Task prompt>
Below are entries; work out how many of their lines include the string "mountain", and reply with the number only.

Information supplied>
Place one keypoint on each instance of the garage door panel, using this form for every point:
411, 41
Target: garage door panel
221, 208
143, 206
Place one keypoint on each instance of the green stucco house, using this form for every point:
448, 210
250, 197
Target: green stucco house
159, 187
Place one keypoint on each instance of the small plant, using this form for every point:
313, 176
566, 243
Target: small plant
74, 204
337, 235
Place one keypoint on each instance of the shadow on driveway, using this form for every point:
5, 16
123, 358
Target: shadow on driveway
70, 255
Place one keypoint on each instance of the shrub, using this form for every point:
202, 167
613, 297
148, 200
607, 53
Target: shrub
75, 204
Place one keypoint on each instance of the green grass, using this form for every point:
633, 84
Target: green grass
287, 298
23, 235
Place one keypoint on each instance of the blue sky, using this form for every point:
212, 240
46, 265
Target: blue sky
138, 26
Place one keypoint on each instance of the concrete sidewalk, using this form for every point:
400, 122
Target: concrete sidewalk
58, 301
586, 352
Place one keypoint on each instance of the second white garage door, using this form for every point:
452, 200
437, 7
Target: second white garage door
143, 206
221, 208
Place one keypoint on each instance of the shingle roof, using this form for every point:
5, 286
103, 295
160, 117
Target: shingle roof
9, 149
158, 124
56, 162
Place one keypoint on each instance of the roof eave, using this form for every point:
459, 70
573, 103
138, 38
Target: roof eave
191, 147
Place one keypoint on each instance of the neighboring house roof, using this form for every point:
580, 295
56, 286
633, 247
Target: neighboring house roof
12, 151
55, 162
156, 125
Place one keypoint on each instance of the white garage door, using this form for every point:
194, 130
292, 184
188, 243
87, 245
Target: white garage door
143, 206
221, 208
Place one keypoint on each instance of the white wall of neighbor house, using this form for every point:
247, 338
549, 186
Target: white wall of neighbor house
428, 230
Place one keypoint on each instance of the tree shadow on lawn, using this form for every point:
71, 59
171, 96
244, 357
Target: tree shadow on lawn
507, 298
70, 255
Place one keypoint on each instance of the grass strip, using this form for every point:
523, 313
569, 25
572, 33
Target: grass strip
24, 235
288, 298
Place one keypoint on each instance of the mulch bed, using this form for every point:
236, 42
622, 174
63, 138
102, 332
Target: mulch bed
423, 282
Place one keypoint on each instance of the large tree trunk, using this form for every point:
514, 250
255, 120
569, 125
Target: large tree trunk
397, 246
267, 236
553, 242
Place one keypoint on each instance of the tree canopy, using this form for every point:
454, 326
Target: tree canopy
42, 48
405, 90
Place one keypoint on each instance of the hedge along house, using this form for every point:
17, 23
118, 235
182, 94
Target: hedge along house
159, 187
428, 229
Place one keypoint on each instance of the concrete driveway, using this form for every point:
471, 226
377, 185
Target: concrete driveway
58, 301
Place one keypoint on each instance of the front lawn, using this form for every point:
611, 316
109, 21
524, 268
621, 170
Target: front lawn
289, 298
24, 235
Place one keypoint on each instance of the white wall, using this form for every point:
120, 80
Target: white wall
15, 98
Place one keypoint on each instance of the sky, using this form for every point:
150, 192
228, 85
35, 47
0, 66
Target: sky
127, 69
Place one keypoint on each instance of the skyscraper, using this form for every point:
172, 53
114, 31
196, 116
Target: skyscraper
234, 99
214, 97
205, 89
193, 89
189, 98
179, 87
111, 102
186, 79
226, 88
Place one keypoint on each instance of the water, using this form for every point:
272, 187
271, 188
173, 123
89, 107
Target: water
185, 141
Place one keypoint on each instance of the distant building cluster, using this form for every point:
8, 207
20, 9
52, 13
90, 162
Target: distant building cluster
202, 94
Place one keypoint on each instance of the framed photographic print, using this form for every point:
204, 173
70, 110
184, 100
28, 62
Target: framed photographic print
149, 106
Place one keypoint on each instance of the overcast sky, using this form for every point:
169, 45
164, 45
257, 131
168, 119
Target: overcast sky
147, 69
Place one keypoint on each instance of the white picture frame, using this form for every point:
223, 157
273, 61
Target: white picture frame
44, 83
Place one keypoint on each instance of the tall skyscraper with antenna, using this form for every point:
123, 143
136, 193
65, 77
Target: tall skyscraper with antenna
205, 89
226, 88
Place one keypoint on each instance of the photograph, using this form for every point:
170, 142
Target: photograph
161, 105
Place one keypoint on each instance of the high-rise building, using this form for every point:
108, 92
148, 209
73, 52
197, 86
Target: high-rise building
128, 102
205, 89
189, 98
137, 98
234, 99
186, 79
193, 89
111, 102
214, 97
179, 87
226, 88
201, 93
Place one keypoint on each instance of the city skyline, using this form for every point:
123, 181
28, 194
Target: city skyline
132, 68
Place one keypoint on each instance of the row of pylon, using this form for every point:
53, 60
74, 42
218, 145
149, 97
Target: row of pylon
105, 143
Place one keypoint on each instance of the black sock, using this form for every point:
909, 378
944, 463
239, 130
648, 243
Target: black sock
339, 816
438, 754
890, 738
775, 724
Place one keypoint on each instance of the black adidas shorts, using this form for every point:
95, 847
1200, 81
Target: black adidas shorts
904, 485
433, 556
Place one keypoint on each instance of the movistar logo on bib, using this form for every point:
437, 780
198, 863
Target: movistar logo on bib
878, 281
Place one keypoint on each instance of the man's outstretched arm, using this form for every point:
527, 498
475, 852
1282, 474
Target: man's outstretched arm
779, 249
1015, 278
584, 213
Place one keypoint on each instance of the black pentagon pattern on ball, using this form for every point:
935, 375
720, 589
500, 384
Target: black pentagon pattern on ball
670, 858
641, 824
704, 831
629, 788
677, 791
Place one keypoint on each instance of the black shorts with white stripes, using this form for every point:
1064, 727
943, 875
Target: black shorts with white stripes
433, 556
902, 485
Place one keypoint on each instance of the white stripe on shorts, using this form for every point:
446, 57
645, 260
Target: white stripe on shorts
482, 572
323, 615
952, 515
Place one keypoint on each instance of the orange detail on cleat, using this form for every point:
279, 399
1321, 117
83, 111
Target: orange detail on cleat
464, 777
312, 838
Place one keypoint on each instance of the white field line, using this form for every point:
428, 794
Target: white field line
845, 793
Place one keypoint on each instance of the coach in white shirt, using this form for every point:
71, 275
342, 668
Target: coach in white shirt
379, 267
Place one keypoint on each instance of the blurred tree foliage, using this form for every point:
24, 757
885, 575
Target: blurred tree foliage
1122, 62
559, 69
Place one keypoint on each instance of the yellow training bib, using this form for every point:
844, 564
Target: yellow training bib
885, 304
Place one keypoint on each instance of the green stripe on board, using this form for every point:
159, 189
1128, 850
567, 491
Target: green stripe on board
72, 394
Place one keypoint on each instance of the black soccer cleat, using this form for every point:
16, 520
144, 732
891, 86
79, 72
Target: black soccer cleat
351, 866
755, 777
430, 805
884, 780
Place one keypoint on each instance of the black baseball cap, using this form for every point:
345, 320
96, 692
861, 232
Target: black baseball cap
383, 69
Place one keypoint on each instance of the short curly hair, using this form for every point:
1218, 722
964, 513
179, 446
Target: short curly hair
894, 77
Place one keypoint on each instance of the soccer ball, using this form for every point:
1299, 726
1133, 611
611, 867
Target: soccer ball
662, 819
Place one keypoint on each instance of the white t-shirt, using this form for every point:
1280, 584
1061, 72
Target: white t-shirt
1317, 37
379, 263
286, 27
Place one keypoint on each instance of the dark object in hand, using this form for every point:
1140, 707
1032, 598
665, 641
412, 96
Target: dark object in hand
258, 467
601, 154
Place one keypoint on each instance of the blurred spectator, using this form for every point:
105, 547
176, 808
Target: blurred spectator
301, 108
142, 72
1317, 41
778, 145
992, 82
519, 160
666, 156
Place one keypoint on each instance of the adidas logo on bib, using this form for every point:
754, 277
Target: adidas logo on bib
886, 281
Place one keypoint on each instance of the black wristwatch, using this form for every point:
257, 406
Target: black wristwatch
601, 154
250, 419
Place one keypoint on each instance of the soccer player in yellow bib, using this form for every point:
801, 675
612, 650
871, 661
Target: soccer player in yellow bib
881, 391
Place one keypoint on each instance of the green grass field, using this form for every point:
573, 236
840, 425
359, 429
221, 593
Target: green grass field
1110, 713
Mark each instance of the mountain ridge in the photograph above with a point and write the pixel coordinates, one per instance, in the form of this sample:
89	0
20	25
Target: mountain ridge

Task answer>
2